### [TASKS]
1) In the commentary on terrorism and the Madrid attack, which book is the writer reading?
2) The commentary on terrorism and the Madrid attack mentions protective measures that it says are needed but will not win the war. List all of them.
3) Carry the commentary on terrorism and the Madrid attack forward from its last sentence, keeping its voice and line of argument.

The months ahead will be important for our country and for the world which is so much in our powerful hands.  We need a change, and with it straight talk.  Howard Dean had that capacity, even in telling us that we weren't any safer with Saddam's capture (something with which Clarke agrees).  It scared the hell out of everyone including the voters which is probably the most depressing part of his implosion.  But it's early and John Kerry has a great opportunity to truly herald a change in substance as well as in form.  Remember Robert Kennedy and the "why not" question?  Indeed, a little truth for a change, why not?



Friday, March 12, 2004

On hearing the news from

On hearing the news from Madrid, the first words out of my son were, "oh, it's the eleventh."  I'd been listening to the dreadful reports for more than two hours by then and no one had mentioned that numerological connection.  I don't know if it is more than a coincidence, but there certainly is an eerie similarity.  Violence in a beautiful city, the home of Picasso's monumental Gurernica, mirroring violence in my own, home of the United Nations founded on the idea of world peace.  They don't yet know if it was ETA or Al Qaeda, though some believe the Spanish government, one day away from elections, won't say because perceived home grown terror will be more beneficial for them at the ballot box.  Politics injecting itself into tragedy, now that's something new.



As it happens, I am reading Jessica Stern's fascinating book, "Terror in the Name of God."  That Terrorism is our number one global problem is a truism that's fast becoming a cliché.  George Bush talks of little else. Tony Blair delivered an impassioned speech yesterday in which he decried Madrid and vowed that we would not be frightened, but would aggressively defend our way of life.  He's not alone in thinking that force is needed to meet these gross acts.  I'm not naïve enough to believe we or anyone else, so hurt, can easily hold back from military retaliation.  But I don't think this tit for tat really works.  In the end, it is more a tactical quick fix rather than a long term viable strategy for success.  If you need any proof of the futility of retaliative force, simply look at the Israelis who, after years of using it, are now building a Berlin-like wall to keep the bad guys out.  The irony of history.



If we are really facing a totally new kind of threat, we must begin to develop a totally new approach.  New doesn't mean 21st century smart bombs, state of the art detection or better trained dogs with highly sensitive noses.  Surely, we need all those things to protect ourselves, but they are not going to win the war.  We've been told over an over that this is a different kind of enemy, one that is obviously confusing the hell out of us.  The military, on whom we rely, are trying to adjust, trying to find a point of reference.  But they may be looking in the wrong place.  If we want to fight terrorism, we have to look not at the battlefield but at the source of what led us to it.  In the late 1960's American waged two wars: Viet Nam that has taken on an almost iconic nature and the War on Poverty that is both out of sight and mind.  I didn't participate in the first, but was an active soldier in the second, the one that may provide the best reference point for the current situation.

### [DATASET SECTION]
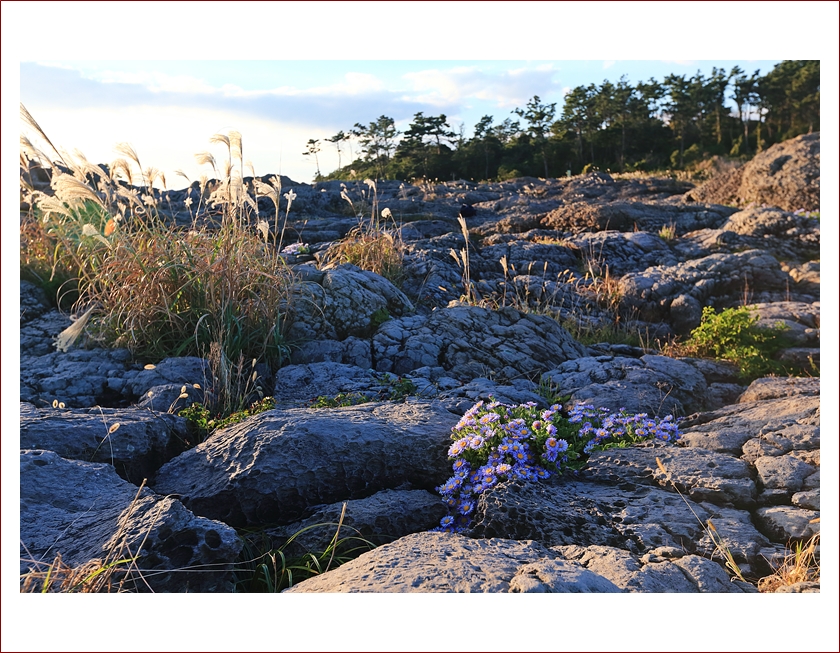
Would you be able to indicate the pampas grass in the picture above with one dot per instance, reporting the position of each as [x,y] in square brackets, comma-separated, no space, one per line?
[101,245]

### [PER-TASK OUTPUTS]
1) Jessica Stern's "Terror in the Name of God."

2) 21st century smart bombs, state of the art detection, and better trained dogs with highly sensitive noses.

3)
Reading Professor Stern's book one is reminded once again that most of the foot soldiers in the terrorist armies come from the worst social circumstances.  Sure there is an absence of democracy in their world, but most of all there is unimaginable poverty and despair.  They live in a hopeless environment in which no one really cares if they live or die, where humiliation, not personal pride, prevails.  If there was any time for a new War on Poverty, a contemporary Marshall Plan, it is today. 



Perhaps I'm dreaming but think about this.  How different would our world look if instead of letting Orthodox militants build settlements, the government of Israel had poured all that money into transforming slum infested refugee camps into decent dwelling places for Arabs on the West Bank?  What if, instead of sending tanks they had provided seed money to establish small businesses?  How many suicide bombers would have come out of those green garden neighborhoods, how many Palestinian recruits would have been lured from their productive jobs into Jihad?  Perhaps, I'm being simplistic; perhaps I'm out of touch with the real world.  Perhaps, but I don't think so.  I think this approach could have worked for Israel, wish that it had been tried.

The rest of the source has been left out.